EXERCISE -> What is needed is an exact copy of the entries below, from the line that contains "target: dark wavy hair" through the final line, both included, and nothing else.
********
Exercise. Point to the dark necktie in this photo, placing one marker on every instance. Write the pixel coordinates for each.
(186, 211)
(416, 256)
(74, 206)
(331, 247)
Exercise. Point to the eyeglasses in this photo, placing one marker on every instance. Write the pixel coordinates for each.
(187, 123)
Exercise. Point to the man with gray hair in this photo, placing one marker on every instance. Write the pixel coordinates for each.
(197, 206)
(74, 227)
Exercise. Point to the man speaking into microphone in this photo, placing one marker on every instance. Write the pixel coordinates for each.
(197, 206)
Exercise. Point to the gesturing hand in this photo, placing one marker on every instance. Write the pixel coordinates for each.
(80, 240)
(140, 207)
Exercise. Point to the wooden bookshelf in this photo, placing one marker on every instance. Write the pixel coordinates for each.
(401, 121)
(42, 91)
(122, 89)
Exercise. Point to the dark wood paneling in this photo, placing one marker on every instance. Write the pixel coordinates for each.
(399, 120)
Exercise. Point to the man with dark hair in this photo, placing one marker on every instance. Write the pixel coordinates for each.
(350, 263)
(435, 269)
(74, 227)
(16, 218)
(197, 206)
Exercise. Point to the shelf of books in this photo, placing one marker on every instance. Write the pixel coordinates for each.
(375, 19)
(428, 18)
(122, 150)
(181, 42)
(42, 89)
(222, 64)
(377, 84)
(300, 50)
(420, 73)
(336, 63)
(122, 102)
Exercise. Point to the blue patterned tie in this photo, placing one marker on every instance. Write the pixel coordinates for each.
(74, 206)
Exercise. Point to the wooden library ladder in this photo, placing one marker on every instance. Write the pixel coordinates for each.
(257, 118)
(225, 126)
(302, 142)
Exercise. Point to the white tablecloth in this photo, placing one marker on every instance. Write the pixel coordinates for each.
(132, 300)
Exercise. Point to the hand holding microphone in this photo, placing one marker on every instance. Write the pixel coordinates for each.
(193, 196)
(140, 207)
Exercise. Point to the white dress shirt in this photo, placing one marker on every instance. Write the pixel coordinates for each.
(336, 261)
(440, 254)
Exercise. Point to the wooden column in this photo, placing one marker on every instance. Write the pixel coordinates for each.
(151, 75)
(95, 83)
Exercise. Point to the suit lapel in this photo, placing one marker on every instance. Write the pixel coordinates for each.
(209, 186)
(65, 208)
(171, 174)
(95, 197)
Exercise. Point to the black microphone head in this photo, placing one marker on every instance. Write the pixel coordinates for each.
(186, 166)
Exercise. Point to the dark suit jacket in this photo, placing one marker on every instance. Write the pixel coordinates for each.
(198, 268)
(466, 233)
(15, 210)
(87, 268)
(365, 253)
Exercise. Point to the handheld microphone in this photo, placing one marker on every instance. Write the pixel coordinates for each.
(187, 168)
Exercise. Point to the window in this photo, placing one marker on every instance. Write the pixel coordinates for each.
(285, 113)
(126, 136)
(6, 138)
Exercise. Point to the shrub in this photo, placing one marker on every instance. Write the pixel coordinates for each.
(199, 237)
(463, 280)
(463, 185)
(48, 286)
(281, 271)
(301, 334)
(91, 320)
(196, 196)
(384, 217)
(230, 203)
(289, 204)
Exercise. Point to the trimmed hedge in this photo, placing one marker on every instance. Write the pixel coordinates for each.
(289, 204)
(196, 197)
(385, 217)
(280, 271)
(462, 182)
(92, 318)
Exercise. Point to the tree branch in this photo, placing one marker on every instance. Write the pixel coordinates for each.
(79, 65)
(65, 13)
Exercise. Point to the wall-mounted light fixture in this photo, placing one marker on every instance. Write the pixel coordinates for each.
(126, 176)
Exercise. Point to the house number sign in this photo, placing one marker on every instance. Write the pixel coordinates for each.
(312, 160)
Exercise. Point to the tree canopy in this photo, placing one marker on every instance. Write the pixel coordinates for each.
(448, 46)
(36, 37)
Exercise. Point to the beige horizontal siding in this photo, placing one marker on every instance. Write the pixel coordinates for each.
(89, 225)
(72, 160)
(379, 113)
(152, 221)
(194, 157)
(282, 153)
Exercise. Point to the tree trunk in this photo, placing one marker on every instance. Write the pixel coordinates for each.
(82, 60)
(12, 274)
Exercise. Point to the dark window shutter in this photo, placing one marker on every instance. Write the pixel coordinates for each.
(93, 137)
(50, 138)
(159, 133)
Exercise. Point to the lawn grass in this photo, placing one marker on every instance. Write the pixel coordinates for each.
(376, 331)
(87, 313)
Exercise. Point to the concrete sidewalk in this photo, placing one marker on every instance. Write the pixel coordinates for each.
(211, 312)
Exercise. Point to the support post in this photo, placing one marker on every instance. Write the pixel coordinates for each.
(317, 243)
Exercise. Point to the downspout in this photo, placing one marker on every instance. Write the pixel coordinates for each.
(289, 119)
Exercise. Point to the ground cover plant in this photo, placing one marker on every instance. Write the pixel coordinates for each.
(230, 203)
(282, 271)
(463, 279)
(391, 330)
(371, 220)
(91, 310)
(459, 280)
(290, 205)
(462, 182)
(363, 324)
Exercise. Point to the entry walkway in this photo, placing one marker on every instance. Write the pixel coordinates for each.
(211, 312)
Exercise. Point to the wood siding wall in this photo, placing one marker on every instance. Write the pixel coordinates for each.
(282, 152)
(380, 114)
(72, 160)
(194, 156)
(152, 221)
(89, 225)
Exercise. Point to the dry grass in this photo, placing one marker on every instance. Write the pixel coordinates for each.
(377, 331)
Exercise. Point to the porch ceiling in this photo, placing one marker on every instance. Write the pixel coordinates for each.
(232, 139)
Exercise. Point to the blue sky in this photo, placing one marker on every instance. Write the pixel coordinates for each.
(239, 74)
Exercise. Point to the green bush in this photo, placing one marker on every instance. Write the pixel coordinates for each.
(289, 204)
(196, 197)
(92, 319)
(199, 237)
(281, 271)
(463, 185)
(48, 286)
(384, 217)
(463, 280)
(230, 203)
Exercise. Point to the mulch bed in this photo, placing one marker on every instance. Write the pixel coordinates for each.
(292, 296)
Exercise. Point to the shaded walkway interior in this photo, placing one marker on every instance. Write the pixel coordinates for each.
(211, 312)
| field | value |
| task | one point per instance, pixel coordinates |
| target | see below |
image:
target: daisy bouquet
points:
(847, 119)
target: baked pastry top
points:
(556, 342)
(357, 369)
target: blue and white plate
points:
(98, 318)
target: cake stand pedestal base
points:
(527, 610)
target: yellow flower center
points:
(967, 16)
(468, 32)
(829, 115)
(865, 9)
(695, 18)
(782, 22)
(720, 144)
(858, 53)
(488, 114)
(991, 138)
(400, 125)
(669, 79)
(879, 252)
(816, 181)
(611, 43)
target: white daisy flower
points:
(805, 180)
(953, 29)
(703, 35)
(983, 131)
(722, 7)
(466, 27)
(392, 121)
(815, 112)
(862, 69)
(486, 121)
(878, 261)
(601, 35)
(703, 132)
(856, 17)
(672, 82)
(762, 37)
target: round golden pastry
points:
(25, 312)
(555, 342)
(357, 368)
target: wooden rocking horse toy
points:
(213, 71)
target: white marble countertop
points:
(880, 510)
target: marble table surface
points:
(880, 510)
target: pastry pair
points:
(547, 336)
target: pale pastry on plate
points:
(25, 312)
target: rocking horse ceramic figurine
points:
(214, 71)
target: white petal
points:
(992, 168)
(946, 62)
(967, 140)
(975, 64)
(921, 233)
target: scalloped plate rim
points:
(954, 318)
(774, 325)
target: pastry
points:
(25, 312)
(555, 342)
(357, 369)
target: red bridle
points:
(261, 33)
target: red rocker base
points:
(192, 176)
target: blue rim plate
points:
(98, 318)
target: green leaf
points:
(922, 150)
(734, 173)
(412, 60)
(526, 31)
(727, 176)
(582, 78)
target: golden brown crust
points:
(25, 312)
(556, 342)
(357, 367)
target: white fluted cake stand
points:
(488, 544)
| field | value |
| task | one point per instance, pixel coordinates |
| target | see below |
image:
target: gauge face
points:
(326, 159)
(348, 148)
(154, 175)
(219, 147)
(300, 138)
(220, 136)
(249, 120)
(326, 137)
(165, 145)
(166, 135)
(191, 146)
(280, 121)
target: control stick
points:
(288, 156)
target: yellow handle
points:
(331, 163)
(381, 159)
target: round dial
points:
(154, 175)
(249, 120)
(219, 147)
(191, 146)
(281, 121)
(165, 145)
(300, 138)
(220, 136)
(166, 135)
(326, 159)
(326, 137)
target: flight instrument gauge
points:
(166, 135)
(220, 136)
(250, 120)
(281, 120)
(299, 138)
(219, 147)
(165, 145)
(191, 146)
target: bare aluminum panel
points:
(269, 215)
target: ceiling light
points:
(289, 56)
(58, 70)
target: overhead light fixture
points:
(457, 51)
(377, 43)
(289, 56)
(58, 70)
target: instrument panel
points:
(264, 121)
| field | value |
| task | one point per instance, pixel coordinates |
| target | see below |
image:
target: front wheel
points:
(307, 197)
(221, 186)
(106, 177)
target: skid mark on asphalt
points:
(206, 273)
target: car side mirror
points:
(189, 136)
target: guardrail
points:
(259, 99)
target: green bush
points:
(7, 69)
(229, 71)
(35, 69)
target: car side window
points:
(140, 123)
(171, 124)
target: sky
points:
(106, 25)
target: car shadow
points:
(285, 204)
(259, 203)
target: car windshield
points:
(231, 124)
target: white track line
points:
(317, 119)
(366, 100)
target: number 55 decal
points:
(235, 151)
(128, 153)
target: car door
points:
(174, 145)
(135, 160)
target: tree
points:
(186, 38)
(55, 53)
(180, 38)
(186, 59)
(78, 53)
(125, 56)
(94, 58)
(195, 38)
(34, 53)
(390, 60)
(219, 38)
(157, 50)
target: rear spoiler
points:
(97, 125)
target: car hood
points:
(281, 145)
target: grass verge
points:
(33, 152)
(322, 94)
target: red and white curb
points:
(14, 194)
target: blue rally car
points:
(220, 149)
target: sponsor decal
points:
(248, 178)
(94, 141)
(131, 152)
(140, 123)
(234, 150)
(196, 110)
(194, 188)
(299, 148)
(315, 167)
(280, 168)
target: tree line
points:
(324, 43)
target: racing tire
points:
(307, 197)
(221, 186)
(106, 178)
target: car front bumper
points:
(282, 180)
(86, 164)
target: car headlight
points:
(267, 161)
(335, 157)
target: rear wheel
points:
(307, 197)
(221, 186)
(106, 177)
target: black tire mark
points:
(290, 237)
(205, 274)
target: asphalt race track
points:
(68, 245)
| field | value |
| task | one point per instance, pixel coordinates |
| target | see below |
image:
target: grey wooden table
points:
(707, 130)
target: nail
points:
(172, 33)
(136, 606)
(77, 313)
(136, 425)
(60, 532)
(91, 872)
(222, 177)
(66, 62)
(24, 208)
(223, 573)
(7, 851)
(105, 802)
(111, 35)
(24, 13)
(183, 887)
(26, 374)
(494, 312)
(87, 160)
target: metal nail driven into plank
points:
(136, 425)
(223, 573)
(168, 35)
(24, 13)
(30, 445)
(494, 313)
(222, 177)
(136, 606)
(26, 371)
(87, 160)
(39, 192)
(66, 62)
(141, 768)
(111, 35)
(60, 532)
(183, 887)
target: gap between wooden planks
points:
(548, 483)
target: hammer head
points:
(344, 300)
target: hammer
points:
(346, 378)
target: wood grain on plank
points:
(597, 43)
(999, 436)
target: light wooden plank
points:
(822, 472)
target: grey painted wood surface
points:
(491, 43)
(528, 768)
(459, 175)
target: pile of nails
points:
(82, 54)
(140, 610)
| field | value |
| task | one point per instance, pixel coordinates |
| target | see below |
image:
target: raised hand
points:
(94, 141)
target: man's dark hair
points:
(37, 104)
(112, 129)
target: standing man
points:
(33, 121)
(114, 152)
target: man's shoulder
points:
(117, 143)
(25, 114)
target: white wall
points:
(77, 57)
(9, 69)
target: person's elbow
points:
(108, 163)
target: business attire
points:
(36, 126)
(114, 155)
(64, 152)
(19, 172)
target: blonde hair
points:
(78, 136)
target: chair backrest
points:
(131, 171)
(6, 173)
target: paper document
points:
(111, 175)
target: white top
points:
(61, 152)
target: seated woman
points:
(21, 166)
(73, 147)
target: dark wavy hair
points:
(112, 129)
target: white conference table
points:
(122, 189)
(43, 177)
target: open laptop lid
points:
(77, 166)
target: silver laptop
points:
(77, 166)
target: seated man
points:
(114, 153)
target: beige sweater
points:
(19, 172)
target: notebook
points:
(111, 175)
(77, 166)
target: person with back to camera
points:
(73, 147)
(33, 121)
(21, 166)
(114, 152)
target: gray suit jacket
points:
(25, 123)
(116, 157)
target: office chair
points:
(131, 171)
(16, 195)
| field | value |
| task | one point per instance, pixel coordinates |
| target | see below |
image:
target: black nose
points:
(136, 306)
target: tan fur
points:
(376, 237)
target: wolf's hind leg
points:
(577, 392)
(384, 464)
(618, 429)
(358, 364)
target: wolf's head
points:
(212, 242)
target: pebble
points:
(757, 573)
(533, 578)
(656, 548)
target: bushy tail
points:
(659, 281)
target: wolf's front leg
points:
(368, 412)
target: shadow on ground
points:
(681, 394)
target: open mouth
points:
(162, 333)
********
SOLUTION BELOW ->
target: dark wavy hair
points:
(112, 129)
target: white conference table
points:
(122, 189)
(43, 177)
target: open laptop lid
points:
(77, 166)
target: silver laptop
points:
(77, 166)
target: seated man
points:
(114, 153)
target: beige sweater
points:
(19, 172)
target: notebook
points:
(111, 175)
(77, 166)
target: person with back to camera
points:
(73, 147)
(33, 121)
(21, 166)
(114, 152)
target: gray suit jacket
points:
(25, 123)
(116, 157)
target: office chair
points:
(131, 171)
(16, 195)
| field | value |
| task | one point per instance, pixel coordinates |
| target | see below |
image:
target: black nose
points:
(136, 306)
target: tan fur
points:
(376, 237)
target: wolf's hind leg
points:
(577, 392)
(384, 464)
(618, 429)
(358, 364)
target: wolf's head
points:
(212, 242)
target: pebble
points:
(757, 573)
(533, 578)
(656, 548)
target: bushy tail
points:
(659, 281)
target: wolf's front leg
points:
(368, 412)
target: shadow on ground
points:
(681, 394)
target: open mouth
points:
(162, 333)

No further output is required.